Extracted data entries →
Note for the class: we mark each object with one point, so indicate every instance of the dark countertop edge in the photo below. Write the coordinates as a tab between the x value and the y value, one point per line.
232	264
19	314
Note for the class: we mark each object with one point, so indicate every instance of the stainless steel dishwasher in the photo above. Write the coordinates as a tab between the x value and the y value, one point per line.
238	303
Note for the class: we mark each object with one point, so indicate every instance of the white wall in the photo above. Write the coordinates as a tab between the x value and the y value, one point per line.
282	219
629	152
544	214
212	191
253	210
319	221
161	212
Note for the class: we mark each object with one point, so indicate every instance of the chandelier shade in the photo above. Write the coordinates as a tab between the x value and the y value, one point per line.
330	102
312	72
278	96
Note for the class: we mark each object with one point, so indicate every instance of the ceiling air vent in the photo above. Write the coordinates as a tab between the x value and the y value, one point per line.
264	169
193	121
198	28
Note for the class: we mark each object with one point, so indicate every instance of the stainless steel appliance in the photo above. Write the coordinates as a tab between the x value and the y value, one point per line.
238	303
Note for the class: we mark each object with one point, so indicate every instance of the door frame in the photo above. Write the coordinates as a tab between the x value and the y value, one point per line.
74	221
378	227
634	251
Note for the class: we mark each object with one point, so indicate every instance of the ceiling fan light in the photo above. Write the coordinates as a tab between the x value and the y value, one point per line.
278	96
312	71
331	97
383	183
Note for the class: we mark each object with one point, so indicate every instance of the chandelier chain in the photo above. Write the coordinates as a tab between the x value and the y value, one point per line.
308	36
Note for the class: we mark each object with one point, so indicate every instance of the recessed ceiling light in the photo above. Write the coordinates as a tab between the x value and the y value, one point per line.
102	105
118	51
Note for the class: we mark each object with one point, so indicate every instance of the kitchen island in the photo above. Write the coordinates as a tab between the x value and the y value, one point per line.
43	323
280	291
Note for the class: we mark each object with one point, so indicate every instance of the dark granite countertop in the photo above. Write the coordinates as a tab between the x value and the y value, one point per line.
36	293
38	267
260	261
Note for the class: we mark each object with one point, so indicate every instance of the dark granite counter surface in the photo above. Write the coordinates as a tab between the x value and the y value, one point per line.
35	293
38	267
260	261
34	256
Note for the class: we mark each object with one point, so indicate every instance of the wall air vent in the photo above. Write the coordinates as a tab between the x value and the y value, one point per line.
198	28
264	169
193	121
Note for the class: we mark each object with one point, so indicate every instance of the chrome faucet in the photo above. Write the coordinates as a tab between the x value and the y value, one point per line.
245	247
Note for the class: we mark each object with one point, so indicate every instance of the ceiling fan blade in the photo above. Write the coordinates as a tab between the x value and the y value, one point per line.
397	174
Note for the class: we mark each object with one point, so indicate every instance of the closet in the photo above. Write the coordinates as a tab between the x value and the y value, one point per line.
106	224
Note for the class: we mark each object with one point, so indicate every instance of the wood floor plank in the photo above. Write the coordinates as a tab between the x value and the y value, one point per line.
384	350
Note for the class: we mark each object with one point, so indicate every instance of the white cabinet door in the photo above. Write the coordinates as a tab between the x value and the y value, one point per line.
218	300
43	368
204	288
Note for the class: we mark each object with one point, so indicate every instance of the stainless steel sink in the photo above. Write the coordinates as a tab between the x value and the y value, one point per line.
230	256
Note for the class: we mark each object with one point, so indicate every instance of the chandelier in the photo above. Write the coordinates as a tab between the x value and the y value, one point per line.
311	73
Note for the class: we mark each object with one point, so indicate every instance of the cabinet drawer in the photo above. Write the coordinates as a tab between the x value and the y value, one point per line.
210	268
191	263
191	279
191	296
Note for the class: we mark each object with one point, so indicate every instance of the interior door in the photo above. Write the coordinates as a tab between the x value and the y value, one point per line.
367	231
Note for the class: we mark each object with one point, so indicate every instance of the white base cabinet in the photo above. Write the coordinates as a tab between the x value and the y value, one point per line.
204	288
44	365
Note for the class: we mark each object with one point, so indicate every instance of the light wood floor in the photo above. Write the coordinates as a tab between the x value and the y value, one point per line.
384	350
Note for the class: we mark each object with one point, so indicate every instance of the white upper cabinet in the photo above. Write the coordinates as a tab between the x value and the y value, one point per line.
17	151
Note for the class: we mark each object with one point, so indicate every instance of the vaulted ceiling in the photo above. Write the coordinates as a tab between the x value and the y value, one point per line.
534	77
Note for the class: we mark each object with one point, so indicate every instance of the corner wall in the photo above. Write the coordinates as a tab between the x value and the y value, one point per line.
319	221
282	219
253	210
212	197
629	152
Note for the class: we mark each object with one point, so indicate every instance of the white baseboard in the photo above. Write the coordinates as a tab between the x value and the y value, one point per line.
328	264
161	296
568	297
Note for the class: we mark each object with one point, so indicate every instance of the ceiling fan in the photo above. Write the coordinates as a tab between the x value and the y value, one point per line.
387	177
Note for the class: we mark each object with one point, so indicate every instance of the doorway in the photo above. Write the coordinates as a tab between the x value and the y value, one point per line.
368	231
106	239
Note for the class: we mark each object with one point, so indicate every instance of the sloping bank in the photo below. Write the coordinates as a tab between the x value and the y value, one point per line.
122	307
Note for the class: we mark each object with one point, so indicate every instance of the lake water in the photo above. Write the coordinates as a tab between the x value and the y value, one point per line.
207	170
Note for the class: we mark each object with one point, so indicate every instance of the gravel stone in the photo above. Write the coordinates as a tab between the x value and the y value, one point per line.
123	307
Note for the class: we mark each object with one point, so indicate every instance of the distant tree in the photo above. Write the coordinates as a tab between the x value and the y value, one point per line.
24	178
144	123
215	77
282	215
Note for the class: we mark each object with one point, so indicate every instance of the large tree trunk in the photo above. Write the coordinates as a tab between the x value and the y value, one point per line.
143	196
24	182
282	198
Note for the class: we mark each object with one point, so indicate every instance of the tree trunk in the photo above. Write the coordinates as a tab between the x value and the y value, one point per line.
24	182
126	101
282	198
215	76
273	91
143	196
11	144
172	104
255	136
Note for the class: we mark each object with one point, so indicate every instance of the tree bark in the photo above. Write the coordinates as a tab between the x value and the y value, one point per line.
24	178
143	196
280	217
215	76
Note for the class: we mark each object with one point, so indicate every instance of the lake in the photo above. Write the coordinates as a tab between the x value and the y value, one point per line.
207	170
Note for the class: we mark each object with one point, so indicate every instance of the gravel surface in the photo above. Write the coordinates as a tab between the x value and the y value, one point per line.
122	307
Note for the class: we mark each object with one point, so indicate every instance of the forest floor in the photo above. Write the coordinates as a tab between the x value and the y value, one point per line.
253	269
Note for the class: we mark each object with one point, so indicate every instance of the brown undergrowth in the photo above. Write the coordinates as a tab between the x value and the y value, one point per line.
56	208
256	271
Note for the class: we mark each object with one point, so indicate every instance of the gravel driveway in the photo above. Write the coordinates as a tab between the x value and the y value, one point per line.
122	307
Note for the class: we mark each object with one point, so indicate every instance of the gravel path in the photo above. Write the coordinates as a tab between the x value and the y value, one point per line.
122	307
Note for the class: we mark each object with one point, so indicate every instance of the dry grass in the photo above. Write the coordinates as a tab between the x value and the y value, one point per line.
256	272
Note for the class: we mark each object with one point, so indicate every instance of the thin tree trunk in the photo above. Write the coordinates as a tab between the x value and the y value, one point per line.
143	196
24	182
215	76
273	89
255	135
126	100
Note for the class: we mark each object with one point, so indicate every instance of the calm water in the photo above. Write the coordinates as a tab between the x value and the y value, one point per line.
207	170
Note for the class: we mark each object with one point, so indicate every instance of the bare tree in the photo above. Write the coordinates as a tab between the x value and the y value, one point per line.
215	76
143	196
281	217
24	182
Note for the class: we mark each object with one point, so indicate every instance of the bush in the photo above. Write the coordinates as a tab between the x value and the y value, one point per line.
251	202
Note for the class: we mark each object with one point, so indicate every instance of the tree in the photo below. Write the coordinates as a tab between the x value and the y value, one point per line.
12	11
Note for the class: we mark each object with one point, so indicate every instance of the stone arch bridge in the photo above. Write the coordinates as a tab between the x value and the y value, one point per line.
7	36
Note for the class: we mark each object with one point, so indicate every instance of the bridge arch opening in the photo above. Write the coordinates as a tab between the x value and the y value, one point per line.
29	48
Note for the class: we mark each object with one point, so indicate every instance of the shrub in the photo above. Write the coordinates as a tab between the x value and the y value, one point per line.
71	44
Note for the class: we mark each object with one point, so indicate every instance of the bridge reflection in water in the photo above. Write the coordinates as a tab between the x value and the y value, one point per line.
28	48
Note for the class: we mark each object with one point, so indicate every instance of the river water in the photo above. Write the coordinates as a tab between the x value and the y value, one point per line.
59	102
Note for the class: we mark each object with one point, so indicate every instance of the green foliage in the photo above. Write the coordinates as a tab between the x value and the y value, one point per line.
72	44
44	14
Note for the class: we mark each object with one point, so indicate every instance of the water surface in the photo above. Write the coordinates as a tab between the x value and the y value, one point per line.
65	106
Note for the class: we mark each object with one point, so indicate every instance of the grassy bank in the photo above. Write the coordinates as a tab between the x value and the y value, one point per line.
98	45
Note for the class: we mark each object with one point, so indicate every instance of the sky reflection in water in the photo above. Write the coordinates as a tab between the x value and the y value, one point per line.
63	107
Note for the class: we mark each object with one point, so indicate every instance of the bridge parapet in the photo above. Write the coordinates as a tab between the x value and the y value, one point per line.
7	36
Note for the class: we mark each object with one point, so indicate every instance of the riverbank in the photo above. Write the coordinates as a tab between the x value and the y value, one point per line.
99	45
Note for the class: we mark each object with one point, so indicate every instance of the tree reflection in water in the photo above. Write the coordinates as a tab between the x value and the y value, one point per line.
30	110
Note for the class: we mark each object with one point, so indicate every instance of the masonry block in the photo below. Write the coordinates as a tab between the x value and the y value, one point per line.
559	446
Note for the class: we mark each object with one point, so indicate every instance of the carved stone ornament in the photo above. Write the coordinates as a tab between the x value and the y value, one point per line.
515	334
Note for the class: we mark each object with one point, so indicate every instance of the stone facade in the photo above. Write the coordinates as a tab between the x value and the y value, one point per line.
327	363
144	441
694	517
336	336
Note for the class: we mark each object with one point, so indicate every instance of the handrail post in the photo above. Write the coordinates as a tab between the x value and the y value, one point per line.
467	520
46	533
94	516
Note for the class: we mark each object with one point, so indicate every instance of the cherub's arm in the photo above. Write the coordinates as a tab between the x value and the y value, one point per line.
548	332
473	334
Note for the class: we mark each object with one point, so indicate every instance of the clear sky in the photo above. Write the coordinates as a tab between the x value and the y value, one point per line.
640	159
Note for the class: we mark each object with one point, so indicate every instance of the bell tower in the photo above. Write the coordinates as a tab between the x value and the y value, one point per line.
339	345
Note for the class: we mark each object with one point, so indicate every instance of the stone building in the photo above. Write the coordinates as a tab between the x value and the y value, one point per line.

Prompt →
Reproduce the final stretch of the data above: every line from the one holding "of the carved" through the end, inclusive, exactly as written and nothing else.

Solution for this exercise →
Note for the class: we mark each object with one point, so indicate every instance of the carved stone ornament in the photo above. Write the coordinates as a tab between the x value and the y value, one point per line.
515	334
Note for the class: we mark each object with one point, so indicate every instance of the stone facade in the photo above. Write the coordinates as a tab between the x value and the y value, one point per line.
327	363
144	441
694	517
336	336
Note for the class: we mark each object with one point, so indicate every instance of the handrail post in the photo above. Write the coordinates as a tab between the x value and the y value, one point per line.
467	520
46	533
94	516
Note for the class: we mark each object with one point, so indicate every instance of the cherub's arm in the photo above. Write the coordinates as a tab between the x value and the y value, one point per line.
548	332
473	334
Note for the class: we mark each object with one point, so indicate every instance of the clear sky in the photo above. Write the coordinates as a tab between the x value and the y value, one point per line.
640	159
Note for the class: we mark each object with one point, so indicate every instance of the bell tower in the photo above. Write the coordinates as a tab between the x value and the y value, one point per line.
339	345
Note for the class: we mark each object with one point, so indicate every instance of the stone building in the photo above. Write the coordinates as a tab between the x value and the y value, one point per line.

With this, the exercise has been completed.